Selected passage:
***
Generalizing the Pirates splitting treasure problem I came across this problem on puzzling the other day which asks about five pirates splitting treasure in the following way:

The first pirate takes 100 gold coins and then 1/6 of the remaining
  coins The second pirate takes 200 gold coins and then 1/6 of the
  remaining coins The third pirate takes 300 gold coins and 1/6 of the
  remaining coins, etc
At the end, they all have the same amount of gold coins. How many
  pirates were there and how much did they each get?

It takes only a little bit of algebra to solve this, there are 5 pirates and 2500 gold coins total, they each got 500 gold coins. 
I started playing around with the numbers then, what if they took 1/5 of the remaining coins instead, how does the problem change? It turns out, that sharing strategy would work with 4 pirates and 1600 gold coins. 
Is the total number of coins always going to be equal to the number of pirates squared times the initial number of coins the pirates each take? 
So, if I just looked at a problem of this type and it said the first pirate takes 10 coins and 1/7 of the remaining coins, and the next takes 20 and 1/7 of the remaining coins, does that mean there are 6 pirates and 360 coins total? Why does this pattern work?
***
Data extract:

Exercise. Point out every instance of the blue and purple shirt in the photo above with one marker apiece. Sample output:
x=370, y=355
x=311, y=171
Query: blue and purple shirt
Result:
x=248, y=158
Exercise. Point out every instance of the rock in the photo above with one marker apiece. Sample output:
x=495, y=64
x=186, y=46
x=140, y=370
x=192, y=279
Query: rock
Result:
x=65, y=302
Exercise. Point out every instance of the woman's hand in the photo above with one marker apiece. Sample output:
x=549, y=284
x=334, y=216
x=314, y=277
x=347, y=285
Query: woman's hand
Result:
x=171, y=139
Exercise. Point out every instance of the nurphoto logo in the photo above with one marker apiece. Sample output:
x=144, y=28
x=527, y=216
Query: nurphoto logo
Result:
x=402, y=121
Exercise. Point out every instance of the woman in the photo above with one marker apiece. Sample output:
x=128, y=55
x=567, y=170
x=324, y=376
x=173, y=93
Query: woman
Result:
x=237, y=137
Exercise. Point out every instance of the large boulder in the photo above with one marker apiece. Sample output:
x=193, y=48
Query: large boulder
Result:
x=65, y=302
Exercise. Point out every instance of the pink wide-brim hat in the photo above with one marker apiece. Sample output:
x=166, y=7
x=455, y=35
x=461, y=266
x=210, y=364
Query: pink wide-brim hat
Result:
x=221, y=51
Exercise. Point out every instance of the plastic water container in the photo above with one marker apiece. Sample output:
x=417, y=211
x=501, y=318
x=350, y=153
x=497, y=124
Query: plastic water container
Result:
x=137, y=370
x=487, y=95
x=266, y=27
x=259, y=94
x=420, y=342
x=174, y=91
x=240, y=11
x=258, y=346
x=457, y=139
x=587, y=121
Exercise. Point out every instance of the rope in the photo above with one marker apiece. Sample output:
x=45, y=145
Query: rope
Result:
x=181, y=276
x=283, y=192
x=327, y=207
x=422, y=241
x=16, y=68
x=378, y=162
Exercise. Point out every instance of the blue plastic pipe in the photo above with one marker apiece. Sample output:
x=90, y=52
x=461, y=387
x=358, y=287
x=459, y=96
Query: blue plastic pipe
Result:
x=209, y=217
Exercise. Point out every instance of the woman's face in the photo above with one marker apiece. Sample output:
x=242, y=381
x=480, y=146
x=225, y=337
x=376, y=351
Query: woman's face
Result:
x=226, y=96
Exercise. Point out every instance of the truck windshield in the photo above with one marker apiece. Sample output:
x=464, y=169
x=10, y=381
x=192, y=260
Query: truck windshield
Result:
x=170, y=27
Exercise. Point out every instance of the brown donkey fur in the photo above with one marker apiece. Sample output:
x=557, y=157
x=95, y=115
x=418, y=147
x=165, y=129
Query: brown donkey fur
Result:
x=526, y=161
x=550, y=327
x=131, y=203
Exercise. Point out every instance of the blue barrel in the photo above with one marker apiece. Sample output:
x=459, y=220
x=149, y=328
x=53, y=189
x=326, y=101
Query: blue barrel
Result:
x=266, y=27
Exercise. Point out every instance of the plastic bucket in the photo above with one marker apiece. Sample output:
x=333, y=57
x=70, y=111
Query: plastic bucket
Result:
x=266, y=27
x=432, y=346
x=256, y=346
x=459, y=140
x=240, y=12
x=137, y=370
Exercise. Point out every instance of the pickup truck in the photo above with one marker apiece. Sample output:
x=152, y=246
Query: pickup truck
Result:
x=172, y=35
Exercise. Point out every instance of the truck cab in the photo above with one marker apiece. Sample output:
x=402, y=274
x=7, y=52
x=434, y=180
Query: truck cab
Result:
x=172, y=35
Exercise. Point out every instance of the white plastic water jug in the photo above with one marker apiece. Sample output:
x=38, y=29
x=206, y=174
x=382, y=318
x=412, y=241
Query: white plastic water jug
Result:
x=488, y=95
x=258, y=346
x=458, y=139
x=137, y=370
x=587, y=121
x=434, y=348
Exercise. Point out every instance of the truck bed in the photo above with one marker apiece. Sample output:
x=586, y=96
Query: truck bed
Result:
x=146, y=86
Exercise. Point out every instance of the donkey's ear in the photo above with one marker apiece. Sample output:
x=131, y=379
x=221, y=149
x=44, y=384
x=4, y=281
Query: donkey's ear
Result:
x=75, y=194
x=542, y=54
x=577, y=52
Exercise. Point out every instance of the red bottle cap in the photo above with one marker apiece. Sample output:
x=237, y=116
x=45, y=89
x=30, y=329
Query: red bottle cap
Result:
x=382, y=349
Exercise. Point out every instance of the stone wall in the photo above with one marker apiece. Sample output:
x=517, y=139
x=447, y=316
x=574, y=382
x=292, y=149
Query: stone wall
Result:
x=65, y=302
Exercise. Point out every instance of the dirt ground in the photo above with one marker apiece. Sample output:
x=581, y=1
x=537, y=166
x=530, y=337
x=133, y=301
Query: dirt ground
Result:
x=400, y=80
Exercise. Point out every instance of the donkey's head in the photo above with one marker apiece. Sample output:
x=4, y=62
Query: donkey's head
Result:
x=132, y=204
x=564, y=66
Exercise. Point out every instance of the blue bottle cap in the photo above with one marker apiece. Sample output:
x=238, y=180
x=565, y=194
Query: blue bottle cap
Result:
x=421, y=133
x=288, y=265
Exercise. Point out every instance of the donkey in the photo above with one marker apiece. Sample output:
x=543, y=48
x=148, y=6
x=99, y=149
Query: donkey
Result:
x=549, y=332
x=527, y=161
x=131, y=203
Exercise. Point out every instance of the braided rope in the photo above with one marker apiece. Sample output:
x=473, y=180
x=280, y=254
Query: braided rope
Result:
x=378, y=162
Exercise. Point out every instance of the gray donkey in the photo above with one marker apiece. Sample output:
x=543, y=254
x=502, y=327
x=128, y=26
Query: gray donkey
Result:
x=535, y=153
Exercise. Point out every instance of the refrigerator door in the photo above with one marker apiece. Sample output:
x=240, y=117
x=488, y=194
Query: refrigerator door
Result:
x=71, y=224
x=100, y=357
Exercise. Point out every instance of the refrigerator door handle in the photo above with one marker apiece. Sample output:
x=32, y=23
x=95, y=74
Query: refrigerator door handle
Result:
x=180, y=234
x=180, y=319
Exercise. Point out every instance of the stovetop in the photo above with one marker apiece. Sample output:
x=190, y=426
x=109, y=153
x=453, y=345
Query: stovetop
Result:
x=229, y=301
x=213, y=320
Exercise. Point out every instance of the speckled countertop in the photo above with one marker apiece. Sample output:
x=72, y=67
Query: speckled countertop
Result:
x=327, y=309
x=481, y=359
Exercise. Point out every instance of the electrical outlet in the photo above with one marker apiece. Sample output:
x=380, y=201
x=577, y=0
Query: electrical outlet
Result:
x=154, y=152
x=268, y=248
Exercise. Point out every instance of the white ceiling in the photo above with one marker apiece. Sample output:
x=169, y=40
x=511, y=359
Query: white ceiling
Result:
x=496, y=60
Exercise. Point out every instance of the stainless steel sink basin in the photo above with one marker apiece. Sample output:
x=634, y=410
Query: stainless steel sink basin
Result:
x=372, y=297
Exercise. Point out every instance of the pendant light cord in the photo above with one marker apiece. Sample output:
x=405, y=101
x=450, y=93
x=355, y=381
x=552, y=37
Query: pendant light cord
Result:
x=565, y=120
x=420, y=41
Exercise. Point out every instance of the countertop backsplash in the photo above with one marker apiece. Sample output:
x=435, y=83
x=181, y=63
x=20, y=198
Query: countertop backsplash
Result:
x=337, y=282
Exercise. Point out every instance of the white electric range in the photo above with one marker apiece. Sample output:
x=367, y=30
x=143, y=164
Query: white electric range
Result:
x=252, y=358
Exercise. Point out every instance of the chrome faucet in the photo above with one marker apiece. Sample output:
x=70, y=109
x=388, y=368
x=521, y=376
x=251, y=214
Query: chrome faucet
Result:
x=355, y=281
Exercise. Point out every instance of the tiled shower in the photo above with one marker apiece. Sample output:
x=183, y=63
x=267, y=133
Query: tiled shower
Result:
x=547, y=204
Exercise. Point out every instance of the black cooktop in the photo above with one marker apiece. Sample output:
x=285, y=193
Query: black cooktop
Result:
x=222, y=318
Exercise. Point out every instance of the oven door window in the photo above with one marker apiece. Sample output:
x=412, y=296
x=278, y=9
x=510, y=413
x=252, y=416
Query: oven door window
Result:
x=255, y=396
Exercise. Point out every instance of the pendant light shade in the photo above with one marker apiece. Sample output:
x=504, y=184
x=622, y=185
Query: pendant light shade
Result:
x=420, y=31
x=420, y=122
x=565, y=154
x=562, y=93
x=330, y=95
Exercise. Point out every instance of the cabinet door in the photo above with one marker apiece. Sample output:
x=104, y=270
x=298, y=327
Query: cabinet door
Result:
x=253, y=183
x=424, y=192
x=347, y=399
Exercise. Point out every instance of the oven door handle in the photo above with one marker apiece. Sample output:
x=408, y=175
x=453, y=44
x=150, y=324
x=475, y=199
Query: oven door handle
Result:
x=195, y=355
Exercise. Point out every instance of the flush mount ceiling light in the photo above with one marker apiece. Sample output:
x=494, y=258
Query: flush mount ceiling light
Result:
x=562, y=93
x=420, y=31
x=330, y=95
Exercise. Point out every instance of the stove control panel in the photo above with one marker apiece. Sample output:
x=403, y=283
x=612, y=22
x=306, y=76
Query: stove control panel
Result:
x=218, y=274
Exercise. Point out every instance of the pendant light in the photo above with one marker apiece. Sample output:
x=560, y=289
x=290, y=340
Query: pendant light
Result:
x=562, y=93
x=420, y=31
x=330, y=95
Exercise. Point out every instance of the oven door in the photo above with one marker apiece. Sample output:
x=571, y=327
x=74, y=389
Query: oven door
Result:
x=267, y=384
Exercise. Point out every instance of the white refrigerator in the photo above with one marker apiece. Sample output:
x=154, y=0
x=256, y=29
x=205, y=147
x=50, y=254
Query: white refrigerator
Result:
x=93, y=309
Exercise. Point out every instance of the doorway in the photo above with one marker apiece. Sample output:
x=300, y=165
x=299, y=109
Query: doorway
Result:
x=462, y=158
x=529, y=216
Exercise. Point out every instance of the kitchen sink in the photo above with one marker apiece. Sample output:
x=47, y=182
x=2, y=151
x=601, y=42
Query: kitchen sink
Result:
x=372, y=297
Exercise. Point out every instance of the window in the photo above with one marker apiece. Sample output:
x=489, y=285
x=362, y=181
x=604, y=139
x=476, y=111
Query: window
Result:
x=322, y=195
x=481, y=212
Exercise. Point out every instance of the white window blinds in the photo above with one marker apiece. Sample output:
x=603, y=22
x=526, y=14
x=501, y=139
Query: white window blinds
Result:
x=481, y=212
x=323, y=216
***
Exercises to complete:
1 > Decide whether each statement agrees with the pirate treasure post. Answer yes or no for each, and quote the words of the post that settle it.
(a) When each pirate takes 1/6 of the remaining coins, there are 5 pirates and each gets 500 gold coins.
(b) When each pirate takes 1/5 of the remaining coins, the sharing works with 5 pirates.
(c) The second pirate begins by taking 100 gold coins.
2 > Revise the pirate treasure post from "The first pirate takes 100" through "500 gold coins.", changing every "gold coins" to "silver coins".
3 > Carry the pirate treasure post forward from the point where it stops.

Answers:
1 >
(a) Yes: "there are 5 pirates and 2500 gold coins total, they each got 500 gold coins."
(b) No: "that sharing strategy would work with 4 pirates and 1600 gold coins."
(c) No: "The second pirate takes 200 gold coins."

2 >
The first pirate takes 100 silver coins and then 1/6 of the remaining
  coins The second pirate takes 200 silver coins and then 1/6 of the
  remaining coins The third pirate takes 300 silver coins and 1/6 of the
  remaining coins, etc
At the end, they all have the same amount of silver coins. How many
  pirates were there and how much did they each get?

It takes only a little bit of algebra to solve this, there are 5 pirates and 2500 silver coins total, they each got 500 silver coins.

3 >
 A: Let's say the number of pirates is $k$, the initial number of coins taken is $m$ (before the extra fraction), and there are $k^2m$ coins. Then the first pirate takes $m+\dfrac{k^2m-m}{k+1}$ coins. That fraction reduces, because $$\frac{k^2m-m}{k+1}=\frac{m(k^2-1)}{k+1}=m\frac{(k+1)(k-1)}{k+1}=m(k-1)$$
Thus, the first pirate's total is $m+m(k-1)=mk$, which is exactly $\frac1k$ of the total.
See if you can extend this line of thinking to the second pirate, and then to all of them. :)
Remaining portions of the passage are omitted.